## BEGIN Available records
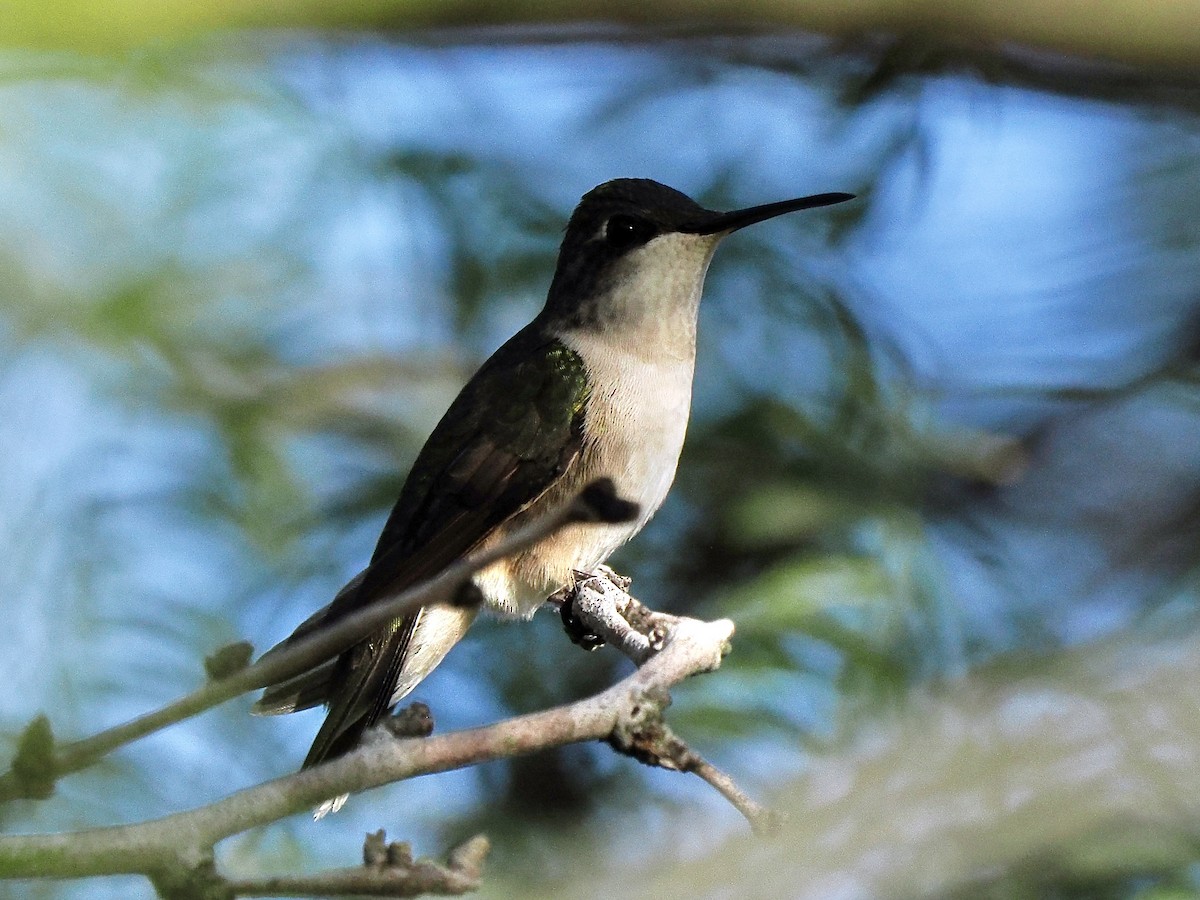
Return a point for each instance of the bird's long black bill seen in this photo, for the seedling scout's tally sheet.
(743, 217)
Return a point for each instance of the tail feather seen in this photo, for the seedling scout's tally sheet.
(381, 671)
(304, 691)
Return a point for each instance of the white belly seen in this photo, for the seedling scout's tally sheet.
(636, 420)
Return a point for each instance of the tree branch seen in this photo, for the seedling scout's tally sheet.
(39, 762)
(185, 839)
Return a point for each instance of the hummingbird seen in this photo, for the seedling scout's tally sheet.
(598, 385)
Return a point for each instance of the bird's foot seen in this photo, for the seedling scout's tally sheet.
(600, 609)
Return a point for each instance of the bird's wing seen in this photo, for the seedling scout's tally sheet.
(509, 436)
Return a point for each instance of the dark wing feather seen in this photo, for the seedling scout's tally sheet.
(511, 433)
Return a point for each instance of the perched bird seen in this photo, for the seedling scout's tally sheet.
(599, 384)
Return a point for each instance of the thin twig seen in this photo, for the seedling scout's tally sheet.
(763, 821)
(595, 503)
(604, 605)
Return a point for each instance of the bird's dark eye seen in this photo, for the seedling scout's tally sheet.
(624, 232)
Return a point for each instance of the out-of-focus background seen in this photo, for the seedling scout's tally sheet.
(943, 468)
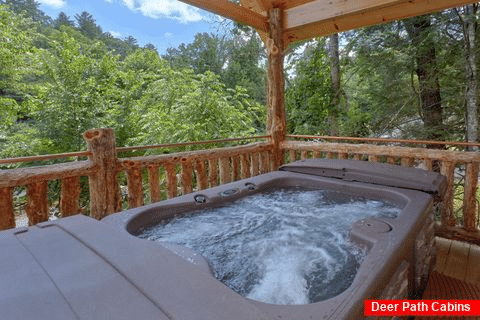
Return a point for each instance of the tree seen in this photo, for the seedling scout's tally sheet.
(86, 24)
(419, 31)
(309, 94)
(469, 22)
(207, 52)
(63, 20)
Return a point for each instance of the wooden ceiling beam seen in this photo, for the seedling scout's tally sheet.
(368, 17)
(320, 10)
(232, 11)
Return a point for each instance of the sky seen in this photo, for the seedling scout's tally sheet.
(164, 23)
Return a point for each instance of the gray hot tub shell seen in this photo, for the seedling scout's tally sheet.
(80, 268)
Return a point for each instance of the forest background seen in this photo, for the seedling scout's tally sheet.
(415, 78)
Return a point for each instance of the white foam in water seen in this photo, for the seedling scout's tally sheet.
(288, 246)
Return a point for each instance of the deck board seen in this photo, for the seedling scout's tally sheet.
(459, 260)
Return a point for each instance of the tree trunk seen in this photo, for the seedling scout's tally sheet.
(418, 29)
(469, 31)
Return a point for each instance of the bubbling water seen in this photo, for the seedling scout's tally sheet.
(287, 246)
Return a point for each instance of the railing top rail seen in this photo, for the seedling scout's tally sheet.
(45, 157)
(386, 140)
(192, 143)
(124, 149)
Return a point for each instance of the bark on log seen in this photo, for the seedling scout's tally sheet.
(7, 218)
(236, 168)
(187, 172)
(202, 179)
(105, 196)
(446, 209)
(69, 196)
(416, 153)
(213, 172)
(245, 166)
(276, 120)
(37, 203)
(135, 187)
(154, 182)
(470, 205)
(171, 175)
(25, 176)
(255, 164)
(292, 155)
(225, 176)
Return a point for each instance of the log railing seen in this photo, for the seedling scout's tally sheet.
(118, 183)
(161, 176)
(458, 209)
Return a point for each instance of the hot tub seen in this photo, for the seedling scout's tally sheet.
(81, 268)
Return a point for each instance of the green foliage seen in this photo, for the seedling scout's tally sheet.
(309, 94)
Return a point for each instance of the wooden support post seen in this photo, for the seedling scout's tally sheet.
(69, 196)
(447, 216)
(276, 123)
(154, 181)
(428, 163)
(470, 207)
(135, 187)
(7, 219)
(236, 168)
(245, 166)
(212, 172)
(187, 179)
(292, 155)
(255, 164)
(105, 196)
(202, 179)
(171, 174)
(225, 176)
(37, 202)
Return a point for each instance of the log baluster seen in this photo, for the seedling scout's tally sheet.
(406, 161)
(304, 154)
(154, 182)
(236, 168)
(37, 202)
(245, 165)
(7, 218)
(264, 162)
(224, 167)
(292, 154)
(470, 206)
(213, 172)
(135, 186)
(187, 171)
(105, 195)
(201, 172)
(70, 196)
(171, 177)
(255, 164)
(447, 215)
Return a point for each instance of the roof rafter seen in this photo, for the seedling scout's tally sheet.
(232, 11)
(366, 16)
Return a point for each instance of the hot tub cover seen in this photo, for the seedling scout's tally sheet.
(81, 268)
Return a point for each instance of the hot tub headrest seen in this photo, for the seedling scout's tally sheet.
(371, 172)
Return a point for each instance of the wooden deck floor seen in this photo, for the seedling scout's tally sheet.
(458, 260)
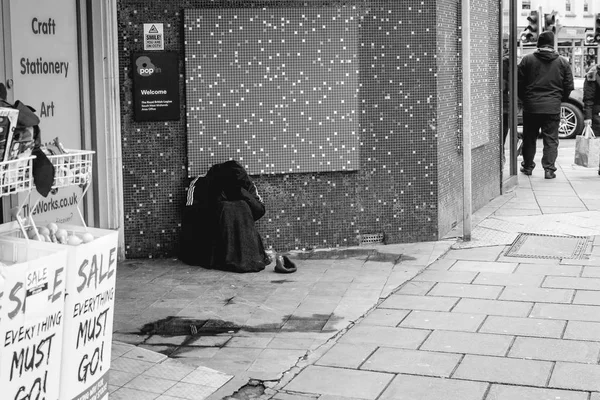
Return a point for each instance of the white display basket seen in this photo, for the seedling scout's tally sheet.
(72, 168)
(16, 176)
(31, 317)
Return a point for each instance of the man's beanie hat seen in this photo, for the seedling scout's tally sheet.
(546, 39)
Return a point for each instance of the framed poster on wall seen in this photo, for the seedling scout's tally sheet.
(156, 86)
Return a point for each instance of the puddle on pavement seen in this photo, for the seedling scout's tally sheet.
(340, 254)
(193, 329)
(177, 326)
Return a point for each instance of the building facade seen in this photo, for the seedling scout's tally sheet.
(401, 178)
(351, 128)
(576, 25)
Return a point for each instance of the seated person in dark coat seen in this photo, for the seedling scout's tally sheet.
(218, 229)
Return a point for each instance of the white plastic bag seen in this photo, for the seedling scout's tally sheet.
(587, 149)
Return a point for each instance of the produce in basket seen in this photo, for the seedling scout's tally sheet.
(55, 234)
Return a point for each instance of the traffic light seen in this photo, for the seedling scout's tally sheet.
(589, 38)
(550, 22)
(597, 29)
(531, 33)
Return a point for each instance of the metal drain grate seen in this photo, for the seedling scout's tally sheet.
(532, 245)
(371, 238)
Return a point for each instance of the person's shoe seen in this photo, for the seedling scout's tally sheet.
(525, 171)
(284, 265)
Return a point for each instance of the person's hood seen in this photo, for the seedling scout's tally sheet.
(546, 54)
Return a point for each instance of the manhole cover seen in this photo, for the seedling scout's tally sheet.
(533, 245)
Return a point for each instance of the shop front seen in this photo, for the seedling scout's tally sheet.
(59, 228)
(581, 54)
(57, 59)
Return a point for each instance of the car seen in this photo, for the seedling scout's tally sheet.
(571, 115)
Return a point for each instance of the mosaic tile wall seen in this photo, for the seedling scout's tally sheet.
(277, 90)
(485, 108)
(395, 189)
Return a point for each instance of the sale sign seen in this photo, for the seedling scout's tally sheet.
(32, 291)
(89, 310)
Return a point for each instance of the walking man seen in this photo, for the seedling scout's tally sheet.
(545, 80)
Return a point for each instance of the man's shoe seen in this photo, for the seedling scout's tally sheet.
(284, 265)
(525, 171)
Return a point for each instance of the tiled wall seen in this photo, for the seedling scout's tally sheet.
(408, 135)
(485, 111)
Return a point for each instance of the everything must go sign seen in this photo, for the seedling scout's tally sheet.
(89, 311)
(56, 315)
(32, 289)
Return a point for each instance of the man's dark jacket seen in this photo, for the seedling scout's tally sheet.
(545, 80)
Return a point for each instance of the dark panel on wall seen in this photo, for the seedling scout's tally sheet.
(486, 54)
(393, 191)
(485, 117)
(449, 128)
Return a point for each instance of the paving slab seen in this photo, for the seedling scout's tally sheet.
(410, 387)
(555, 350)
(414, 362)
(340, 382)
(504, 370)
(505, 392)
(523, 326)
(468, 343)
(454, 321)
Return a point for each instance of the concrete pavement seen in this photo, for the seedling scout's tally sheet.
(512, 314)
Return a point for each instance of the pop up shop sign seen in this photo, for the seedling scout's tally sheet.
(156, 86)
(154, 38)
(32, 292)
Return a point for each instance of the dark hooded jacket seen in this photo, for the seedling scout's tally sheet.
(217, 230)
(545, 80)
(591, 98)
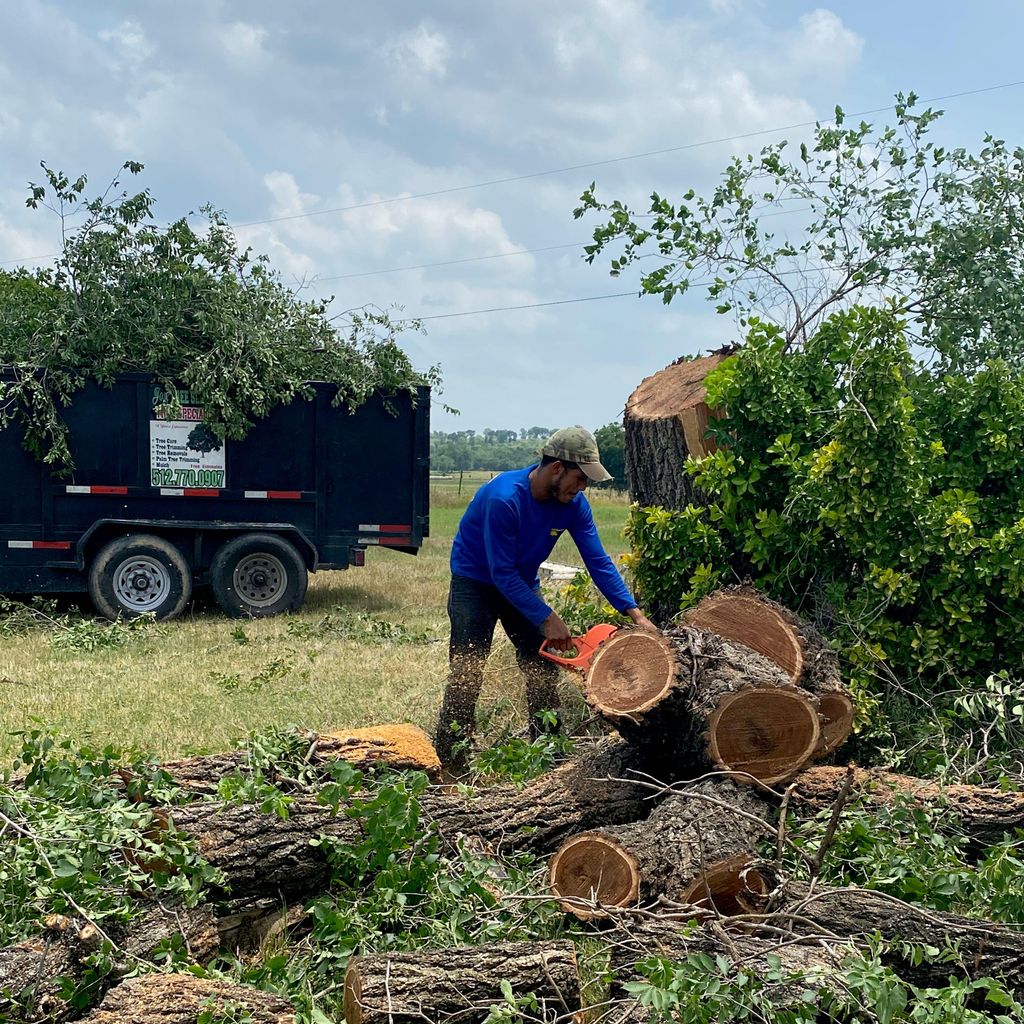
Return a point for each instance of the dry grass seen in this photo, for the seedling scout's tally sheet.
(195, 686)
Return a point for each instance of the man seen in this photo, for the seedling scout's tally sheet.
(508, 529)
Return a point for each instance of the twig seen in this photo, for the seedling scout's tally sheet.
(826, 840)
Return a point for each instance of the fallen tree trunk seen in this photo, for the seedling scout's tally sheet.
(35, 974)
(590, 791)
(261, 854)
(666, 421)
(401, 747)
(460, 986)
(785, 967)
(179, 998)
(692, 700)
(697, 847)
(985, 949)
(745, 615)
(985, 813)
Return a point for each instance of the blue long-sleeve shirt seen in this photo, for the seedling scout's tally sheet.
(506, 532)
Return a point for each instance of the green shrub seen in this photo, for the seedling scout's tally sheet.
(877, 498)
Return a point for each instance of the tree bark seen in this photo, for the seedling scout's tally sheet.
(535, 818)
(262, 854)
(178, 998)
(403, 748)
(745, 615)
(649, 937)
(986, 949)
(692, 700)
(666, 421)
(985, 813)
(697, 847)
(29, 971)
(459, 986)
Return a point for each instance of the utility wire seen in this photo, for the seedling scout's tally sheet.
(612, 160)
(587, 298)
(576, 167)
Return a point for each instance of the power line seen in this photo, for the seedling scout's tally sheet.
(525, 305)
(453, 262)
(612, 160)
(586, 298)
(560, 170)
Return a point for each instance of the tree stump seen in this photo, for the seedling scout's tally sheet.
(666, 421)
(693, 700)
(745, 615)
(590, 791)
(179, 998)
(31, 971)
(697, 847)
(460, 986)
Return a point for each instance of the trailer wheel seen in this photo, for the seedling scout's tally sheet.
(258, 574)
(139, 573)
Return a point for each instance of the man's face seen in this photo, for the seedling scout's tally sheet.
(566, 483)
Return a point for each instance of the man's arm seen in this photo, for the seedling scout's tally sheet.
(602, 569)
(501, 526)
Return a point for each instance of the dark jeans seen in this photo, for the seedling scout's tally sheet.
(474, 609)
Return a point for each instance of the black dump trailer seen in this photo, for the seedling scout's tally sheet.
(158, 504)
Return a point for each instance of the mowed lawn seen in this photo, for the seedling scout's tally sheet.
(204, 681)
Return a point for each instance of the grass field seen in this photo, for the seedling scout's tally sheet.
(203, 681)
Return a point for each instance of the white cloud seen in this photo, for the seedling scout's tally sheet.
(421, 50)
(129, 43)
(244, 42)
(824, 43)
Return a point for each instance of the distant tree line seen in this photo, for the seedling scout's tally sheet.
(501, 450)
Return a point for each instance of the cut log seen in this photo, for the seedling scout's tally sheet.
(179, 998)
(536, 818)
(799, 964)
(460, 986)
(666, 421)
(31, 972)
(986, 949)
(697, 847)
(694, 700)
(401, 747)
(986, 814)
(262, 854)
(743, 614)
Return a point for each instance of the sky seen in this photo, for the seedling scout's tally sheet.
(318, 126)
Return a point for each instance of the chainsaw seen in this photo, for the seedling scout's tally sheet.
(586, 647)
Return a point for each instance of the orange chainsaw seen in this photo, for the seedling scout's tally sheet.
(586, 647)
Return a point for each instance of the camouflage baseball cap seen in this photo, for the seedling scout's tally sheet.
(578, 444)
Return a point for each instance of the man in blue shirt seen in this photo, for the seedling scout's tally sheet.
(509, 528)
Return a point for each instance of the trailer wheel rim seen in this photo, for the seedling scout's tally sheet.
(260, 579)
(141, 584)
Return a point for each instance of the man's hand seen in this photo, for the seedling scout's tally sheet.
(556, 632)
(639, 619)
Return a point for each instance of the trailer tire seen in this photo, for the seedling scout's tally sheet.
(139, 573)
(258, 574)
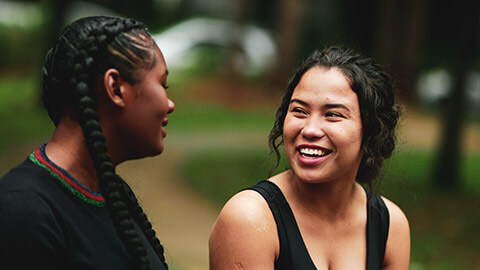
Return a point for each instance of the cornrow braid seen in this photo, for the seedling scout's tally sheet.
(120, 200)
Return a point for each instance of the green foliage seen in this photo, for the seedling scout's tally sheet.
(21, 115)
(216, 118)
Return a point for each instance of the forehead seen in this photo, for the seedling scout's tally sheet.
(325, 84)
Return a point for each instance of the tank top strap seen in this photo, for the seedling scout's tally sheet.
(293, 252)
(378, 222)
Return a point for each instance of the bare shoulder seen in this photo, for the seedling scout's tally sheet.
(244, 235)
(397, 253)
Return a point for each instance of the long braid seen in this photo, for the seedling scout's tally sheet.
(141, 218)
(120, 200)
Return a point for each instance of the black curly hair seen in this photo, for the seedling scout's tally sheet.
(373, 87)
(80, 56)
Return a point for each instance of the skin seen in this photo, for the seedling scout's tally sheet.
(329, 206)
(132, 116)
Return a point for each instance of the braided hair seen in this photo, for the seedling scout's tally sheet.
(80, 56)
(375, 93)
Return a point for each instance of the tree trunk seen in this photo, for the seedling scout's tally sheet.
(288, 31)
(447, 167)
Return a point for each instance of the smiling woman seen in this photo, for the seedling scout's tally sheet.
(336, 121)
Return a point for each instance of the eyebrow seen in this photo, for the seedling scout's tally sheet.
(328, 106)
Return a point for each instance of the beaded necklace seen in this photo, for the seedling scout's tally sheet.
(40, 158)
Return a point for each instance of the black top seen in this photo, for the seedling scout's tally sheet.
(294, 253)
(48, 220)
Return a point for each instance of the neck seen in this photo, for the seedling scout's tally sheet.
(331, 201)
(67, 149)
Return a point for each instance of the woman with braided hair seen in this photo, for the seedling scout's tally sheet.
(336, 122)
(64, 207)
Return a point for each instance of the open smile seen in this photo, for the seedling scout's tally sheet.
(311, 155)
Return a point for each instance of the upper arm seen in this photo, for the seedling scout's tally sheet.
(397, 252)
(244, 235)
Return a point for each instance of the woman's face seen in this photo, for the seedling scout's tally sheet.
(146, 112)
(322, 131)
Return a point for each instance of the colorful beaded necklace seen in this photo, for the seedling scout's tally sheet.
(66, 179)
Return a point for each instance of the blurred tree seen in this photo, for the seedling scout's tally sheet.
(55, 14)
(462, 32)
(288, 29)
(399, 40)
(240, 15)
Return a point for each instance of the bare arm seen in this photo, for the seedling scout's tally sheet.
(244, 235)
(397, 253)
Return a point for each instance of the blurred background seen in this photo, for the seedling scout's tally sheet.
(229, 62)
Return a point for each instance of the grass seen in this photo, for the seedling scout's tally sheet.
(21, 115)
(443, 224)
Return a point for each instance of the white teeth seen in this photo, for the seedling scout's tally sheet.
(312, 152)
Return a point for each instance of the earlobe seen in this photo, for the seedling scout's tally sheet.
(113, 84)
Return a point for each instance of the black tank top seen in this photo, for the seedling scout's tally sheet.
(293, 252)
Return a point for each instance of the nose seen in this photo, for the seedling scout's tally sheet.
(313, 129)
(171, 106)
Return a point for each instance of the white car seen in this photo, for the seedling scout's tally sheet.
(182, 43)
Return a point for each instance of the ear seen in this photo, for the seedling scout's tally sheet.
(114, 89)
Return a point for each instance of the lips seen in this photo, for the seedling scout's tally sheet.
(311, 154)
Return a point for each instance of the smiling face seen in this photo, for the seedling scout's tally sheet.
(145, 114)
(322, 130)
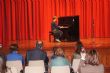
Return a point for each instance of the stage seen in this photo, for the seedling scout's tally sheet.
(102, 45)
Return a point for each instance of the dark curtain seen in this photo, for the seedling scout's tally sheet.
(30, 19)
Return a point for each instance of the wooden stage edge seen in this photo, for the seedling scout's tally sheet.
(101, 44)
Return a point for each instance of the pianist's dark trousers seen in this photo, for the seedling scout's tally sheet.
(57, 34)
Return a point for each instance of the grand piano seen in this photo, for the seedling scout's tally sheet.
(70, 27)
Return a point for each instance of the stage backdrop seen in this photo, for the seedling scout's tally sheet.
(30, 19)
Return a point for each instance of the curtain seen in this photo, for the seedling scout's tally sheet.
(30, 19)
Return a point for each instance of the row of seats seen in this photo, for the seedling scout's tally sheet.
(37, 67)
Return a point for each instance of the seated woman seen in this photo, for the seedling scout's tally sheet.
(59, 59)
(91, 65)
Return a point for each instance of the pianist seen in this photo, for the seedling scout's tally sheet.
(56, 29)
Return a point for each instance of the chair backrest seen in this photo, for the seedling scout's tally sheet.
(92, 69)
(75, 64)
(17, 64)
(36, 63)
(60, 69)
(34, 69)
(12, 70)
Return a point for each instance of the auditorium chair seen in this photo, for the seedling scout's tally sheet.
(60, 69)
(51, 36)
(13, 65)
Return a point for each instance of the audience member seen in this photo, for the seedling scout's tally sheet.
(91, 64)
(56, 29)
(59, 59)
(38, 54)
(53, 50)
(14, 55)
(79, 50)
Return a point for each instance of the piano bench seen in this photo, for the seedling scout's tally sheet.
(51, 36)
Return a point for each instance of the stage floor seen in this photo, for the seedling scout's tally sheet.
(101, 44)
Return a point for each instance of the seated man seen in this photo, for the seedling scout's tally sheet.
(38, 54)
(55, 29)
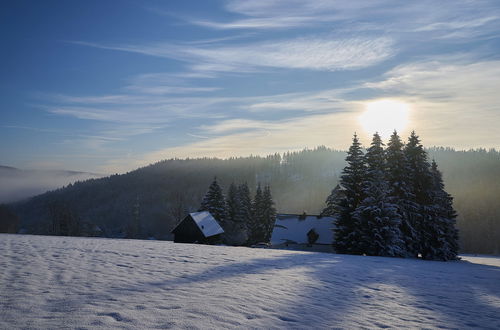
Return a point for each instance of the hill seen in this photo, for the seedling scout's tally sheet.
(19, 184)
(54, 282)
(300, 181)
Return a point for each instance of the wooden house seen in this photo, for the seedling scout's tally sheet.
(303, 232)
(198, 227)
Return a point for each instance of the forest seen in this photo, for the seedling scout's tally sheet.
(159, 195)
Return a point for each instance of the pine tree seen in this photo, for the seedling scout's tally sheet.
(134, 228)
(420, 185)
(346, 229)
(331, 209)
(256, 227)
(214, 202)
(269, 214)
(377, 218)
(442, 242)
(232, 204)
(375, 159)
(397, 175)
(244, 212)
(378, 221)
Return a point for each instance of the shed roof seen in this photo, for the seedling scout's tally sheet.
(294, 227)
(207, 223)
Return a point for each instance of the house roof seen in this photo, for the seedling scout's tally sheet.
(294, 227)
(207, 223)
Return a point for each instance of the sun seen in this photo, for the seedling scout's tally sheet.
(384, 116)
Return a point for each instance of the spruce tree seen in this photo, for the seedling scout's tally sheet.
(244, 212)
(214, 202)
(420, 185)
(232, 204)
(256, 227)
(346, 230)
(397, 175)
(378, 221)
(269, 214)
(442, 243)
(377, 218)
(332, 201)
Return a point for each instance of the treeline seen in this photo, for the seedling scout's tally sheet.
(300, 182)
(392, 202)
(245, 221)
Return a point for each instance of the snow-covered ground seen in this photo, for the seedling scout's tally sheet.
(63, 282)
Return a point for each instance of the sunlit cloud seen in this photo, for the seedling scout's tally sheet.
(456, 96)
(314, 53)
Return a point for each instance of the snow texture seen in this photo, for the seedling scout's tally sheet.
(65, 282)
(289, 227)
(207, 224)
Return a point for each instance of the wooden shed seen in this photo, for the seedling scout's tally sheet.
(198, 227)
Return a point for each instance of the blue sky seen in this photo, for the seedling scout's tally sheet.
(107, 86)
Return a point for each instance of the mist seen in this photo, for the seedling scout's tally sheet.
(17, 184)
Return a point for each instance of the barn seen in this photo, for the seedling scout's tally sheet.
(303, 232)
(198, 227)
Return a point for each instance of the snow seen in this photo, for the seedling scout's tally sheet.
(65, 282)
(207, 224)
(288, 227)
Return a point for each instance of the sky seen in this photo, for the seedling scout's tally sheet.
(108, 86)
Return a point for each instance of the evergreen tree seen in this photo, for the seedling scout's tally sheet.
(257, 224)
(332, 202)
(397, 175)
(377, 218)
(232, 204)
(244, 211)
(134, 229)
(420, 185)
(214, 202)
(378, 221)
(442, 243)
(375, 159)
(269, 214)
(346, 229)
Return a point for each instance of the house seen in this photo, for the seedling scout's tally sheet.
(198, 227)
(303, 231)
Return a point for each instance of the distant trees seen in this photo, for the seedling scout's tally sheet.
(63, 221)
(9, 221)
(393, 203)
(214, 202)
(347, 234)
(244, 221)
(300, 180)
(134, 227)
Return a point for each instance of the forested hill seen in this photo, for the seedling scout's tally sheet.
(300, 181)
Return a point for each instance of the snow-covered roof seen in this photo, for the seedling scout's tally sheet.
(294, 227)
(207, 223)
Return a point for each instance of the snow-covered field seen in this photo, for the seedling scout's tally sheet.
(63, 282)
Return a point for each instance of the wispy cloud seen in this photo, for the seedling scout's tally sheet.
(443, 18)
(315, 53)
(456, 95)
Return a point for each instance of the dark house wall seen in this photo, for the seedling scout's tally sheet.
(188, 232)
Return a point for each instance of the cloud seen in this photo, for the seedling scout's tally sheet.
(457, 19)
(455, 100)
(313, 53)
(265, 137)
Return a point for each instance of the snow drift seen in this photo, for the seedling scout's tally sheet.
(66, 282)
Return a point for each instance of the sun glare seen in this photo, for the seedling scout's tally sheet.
## END Available records
=== Exercise directions ===
Find the line containing "Return a point for each instance of the evergreen". Reproduce it exactly, along with every line after it through the last.

=== Solution for this problem ===
Return a point for each instance of the evergreen tree seen in this photo, for the seedling scout's tally sheet.
(257, 224)
(332, 202)
(397, 175)
(377, 218)
(232, 204)
(244, 211)
(134, 229)
(420, 185)
(214, 202)
(378, 221)
(442, 243)
(375, 159)
(269, 214)
(346, 229)
Return a point for each instance of the house seen in this photo, for the seedling scout's tally sheet.
(198, 227)
(303, 231)
Return a point for each instance of the distant trees seen in this photo, for the seedling scout's tally sheet.
(63, 221)
(9, 221)
(393, 203)
(214, 202)
(347, 234)
(244, 221)
(300, 180)
(134, 227)
Return a point for each instance of the forested hill seen in this photo, for the seedling scout's tally sheet.
(300, 181)
Return a point for each instance of the snow-covered roof seen in this photo, for the seedling scout's tally sheet.
(294, 227)
(207, 223)
Return a point for each instance of the snow-covered field seen in this photo, for the seedling scout's tally sheet.
(63, 282)
Return a point for each instance of the wispy cloud seen in this photo, for the seedling scout's tally sheet.
(443, 18)
(315, 53)
(456, 95)
Return a point for each instance of the dark house wall seen in this photo, for the seedling scout's tally sheet.
(188, 232)
Return a point for each instance of the cloud seen in this photo, for the seedling scout's tally sheet.
(457, 19)
(455, 100)
(313, 53)
(265, 137)
Return a point for each instance of the snow drift seen in this photo, for the seedling scout's tally sheet.
(66, 282)
Return a point for each instance of the sun glare seen in this photo, for the seedling scout's tally sheet.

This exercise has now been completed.